**ACTIVITY**
All entries below are to be copied precisely as they appear.

**EXTRACTED DATA**
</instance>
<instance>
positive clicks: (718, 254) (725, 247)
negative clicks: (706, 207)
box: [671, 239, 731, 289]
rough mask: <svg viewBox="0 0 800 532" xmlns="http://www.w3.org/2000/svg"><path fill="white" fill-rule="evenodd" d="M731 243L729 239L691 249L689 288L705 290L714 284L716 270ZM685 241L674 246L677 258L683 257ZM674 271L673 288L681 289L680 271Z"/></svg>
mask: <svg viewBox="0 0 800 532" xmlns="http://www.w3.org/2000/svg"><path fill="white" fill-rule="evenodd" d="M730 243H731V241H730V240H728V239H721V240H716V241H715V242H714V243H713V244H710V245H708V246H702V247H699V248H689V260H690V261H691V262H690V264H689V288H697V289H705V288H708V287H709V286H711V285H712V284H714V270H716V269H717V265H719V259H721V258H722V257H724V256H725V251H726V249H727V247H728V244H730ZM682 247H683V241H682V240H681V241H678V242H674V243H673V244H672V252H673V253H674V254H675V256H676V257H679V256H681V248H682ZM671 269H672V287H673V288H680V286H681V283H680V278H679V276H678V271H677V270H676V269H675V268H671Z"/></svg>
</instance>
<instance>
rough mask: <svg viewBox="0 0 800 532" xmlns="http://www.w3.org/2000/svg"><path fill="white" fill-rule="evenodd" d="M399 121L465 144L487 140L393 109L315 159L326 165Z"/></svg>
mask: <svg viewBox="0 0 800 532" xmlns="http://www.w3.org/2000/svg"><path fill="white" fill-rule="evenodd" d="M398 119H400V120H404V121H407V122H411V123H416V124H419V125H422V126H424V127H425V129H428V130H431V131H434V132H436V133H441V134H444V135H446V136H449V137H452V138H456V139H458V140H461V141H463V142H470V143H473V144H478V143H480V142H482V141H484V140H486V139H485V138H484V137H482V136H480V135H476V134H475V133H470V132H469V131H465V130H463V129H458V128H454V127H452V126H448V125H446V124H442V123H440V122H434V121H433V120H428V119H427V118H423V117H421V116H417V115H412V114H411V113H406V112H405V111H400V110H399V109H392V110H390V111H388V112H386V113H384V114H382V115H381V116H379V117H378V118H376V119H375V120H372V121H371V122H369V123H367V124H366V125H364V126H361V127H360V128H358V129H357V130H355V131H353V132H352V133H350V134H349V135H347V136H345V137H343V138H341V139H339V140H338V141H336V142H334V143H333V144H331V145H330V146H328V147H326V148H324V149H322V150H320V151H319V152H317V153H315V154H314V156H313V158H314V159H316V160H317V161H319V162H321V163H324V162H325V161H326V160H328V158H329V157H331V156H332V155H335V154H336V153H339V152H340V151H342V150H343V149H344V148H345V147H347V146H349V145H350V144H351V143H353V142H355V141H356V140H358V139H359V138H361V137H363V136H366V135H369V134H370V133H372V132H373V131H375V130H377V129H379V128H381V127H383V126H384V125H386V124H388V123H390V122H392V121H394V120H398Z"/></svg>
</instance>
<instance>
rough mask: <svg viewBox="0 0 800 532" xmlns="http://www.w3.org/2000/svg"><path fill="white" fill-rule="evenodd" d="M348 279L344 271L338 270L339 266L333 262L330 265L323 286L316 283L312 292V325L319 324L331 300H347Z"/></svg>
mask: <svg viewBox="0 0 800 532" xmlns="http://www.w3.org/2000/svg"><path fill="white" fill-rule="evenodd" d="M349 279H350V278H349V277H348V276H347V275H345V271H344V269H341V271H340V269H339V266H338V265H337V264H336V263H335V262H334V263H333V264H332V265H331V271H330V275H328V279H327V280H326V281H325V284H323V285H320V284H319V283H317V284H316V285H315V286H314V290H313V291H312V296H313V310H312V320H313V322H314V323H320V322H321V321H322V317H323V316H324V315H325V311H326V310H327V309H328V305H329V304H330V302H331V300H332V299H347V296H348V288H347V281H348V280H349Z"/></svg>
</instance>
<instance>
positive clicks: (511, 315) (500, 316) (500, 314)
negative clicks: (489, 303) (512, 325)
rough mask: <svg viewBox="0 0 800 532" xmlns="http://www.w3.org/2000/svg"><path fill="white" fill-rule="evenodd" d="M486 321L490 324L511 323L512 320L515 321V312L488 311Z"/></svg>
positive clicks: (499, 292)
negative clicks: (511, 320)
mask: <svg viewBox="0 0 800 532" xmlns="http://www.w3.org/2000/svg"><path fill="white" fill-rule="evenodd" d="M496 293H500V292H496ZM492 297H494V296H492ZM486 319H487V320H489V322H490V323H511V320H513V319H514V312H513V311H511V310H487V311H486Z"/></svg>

**COMPLETED EXERCISE**
</instance>
<instance>
positive clicks: (718, 254) (725, 247)
negative clicks: (706, 207)
box: [671, 239, 731, 289]
rough mask: <svg viewBox="0 0 800 532" xmlns="http://www.w3.org/2000/svg"><path fill="white" fill-rule="evenodd" d="M731 243L729 239L691 249L689 288L705 290L714 284L716 270ZM685 241L674 246L677 258L683 257ZM674 271L673 288L681 289L680 271Z"/></svg>
mask: <svg viewBox="0 0 800 532" xmlns="http://www.w3.org/2000/svg"><path fill="white" fill-rule="evenodd" d="M730 243H731V241H730V240H728V239H721V240H716V241H715V242H714V243H713V244H710V245H708V246H702V247H699V248H689V260H690V261H691V262H690V264H689V288H697V289H705V288H708V287H709V286H711V285H712V284H714V270H716V269H717V265H719V259H721V258H722V257H724V256H725V251H726V249H727V247H728V244H730ZM682 247H683V241H682V240H681V241H678V242H674V243H673V244H672V252H673V253H674V254H675V256H676V257H679V256H681V248H682ZM671 269H672V287H673V288H680V286H681V283H680V278H679V276H678V271H677V270H676V269H675V268H671Z"/></svg>
</instance>
<instance>
rough mask: <svg viewBox="0 0 800 532" xmlns="http://www.w3.org/2000/svg"><path fill="white" fill-rule="evenodd" d="M399 121L465 144L487 140L393 109L315 159L326 165Z"/></svg>
mask: <svg viewBox="0 0 800 532" xmlns="http://www.w3.org/2000/svg"><path fill="white" fill-rule="evenodd" d="M398 119H400V120H404V121H407V122H411V123H416V124H419V125H422V126H424V127H425V129H428V130H431V131H434V132H436V133H441V134H444V135H446V136H449V137H452V138H456V139H458V140H461V141H463V142H470V143H473V144H478V143H480V142H482V141H484V140H486V139H485V138H484V137H482V136H480V135H476V134H475V133H470V132H469V131H465V130H463V129H458V128H454V127H452V126H448V125H446V124H442V123H440V122H434V121H433V120H428V119H427V118H423V117H421V116H417V115H412V114H411V113H406V112H405V111H400V110H399V109H392V110H390V111H388V112H386V113H384V114H382V115H381V116H379V117H378V118H376V119H375V120H372V121H371V122H369V123H367V124H366V125H364V126H361V127H360V128H358V129H357V130H355V131H353V132H352V133H350V134H349V135H347V136H345V137H343V138H341V139H339V140H338V141H336V142H334V143H333V144H331V145H330V146H328V147H326V148H324V149H322V150H320V151H319V152H317V153H315V154H314V156H313V158H314V159H316V160H317V161H319V162H321V163H324V162H325V161H326V160H328V158H329V157H331V156H332V155H335V154H336V153H339V152H340V151H342V150H343V149H344V148H345V147H347V146H349V145H350V144H351V143H353V142H355V141H356V140H358V139H359V138H361V137H363V136H366V135H369V134H370V133H372V132H373V131H375V130H377V129H379V128H381V127H383V126H384V125H386V124H388V123H390V122H392V121H394V120H398Z"/></svg>
</instance>
<instance>
rough mask: <svg viewBox="0 0 800 532" xmlns="http://www.w3.org/2000/svg"><path fill="white" fill-rule="evenodd" d="M348 279L344 271L338 270L339 266L333 262L330 265L323 286L316 283L312 292V325L319 324L331 300H347Z"/></svg>
mask: <svg viewBox="0 0 800 532" xmlns="http://www.w3.org/2000/svg"><path fill="white" fill-rule="evenodd" d="M349 279H350V278H349V277H348V276H347V275H345V271H344V269H341V271H340V269H339V266H338V265H337V264H336V263H335V262H334V263H333V264H332V265H331V271H330V275H328V279H327V280H326V281H325V284H323V285H320V284H319V283H317V284H316V285H315V286H314V290H313V291H312V296H313V310H312V320H313V322H314V323H320V322H321V321H322V317H323V316H324V315H325V311H326V310H327V309H328V305H329V304H330V302H331V300H332V299H347V296H348V288H347V281H348V280H349Z"/></svg>
</instance>
<instance>
positive clicks: (511, 315) (500, 316) (500, 314)
negative clicks: (489, 303) (512, 325)
rough mask: <svg viewBox="0 0 800 532" xmlns="http://www.w3.org/2000/svg"><path fill="white" fill-rule="evenodd" d="M486 321L490 324L511 323L512 320L515 321V312L488 311Z"/></svg>
positive clicks: (499, 292)
negative clicks: (511, 320)
mask: <svg viewBox="0 0 800 532" xmlns="http://www.w3.org/2000/svg"><path fill="white" fill-rule="evenodd" d="M496 293H500V292H496ZM492 297H494V296H492ZM486 319H487V320H489V322H490V323H511V320H513V319H514V312H513V311H511V310H487V311H486Z"/></svg>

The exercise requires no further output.